TASK ITEM -
Whenever the word "trench" appears in a line of the listing, copy that line.
= Beginning of Section =
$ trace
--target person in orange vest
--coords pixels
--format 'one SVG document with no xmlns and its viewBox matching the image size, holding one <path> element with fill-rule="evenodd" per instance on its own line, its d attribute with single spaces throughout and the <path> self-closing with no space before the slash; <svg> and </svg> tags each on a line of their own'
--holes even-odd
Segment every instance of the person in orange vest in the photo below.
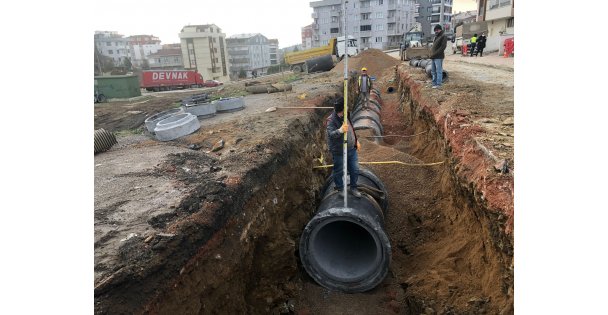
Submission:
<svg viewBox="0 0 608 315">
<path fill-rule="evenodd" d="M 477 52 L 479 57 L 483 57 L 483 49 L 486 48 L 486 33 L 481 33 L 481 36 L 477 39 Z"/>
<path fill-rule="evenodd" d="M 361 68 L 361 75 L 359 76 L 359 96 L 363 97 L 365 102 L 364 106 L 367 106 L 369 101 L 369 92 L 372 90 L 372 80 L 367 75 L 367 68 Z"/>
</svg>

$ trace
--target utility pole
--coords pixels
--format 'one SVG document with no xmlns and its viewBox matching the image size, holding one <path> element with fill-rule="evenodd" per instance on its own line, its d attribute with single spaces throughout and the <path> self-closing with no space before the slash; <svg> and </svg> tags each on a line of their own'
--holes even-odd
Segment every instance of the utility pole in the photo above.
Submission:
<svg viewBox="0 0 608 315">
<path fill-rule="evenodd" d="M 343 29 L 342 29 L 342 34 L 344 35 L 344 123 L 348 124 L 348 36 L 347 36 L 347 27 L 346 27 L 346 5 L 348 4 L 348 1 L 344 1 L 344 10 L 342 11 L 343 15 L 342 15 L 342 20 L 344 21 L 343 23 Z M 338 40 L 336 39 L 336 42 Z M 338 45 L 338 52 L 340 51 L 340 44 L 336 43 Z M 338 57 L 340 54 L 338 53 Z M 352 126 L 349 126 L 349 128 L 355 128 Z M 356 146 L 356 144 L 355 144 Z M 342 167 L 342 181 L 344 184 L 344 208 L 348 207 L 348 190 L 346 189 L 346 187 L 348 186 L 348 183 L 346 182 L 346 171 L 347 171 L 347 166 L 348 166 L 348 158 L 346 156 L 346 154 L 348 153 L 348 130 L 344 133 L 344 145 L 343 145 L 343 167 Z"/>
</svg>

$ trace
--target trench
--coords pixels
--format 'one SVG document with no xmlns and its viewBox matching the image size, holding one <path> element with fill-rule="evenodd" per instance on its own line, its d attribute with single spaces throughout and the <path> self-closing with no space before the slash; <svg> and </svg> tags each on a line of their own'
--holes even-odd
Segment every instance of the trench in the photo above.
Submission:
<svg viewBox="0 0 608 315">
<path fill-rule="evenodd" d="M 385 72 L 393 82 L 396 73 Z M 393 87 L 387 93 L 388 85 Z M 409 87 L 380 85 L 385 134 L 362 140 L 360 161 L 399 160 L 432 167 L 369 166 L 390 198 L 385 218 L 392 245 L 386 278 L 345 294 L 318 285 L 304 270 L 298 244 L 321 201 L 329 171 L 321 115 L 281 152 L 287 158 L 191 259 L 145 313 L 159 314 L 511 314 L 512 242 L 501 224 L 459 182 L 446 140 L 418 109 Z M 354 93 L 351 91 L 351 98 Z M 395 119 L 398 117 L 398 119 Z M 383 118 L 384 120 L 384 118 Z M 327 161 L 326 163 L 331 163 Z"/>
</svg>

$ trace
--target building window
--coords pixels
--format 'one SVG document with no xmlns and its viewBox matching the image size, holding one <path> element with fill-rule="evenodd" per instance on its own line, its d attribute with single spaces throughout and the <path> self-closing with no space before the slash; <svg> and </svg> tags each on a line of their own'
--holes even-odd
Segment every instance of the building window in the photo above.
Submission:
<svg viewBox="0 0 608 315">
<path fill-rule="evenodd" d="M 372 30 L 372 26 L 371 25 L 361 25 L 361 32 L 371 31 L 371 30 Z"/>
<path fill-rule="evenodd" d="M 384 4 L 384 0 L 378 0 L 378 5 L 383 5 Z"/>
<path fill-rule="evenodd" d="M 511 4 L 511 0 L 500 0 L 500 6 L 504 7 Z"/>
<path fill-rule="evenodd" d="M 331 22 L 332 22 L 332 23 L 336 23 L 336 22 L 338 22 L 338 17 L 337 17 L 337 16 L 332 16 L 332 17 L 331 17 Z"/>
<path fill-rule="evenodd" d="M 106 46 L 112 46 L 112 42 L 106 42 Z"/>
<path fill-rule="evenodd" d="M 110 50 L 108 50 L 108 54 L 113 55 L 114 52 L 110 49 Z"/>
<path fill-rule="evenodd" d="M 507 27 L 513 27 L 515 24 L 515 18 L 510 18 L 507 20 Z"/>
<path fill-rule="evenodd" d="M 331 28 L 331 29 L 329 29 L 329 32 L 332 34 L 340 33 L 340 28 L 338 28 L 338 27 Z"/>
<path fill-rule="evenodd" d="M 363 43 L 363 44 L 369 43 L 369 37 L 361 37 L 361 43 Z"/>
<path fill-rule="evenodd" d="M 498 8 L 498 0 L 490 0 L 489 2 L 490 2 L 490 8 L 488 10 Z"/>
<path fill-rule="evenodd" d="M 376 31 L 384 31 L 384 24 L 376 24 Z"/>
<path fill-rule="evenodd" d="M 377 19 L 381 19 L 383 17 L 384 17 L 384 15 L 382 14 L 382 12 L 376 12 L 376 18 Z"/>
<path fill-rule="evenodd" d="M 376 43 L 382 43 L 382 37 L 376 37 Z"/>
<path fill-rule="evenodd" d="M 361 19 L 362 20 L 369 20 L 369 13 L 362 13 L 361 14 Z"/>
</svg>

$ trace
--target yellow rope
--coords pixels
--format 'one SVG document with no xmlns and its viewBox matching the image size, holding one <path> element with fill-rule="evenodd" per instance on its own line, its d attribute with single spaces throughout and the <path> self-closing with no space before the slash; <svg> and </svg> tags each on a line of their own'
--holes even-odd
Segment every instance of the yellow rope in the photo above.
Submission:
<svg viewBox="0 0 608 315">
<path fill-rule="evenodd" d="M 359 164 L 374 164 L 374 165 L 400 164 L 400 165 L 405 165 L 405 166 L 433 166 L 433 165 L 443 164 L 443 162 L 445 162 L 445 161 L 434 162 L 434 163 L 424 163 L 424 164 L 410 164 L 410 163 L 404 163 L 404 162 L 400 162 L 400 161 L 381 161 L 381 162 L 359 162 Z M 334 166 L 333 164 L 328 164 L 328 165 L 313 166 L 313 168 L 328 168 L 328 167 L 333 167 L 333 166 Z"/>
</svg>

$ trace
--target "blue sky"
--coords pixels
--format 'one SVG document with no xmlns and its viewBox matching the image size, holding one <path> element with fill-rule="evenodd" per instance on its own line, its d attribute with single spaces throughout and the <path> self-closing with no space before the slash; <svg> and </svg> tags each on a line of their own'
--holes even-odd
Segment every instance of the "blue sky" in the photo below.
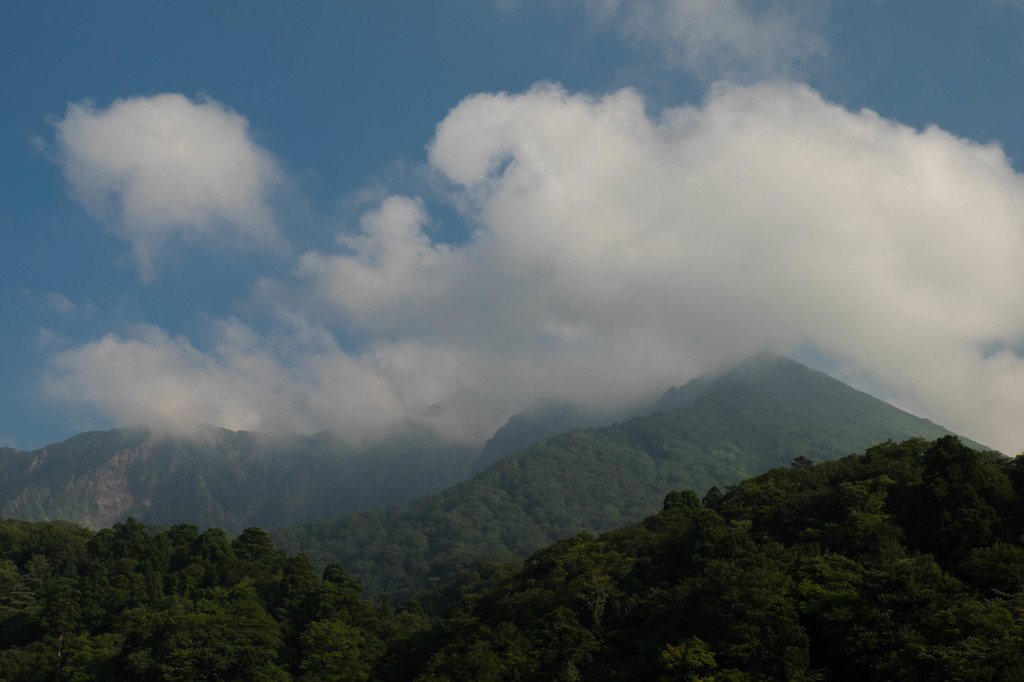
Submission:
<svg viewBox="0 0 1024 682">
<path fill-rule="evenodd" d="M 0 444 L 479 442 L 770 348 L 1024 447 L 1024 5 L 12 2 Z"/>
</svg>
= End of Section =
FINISHED EXERCISE -
--target trench
Segment every instance of the trench in the photo above.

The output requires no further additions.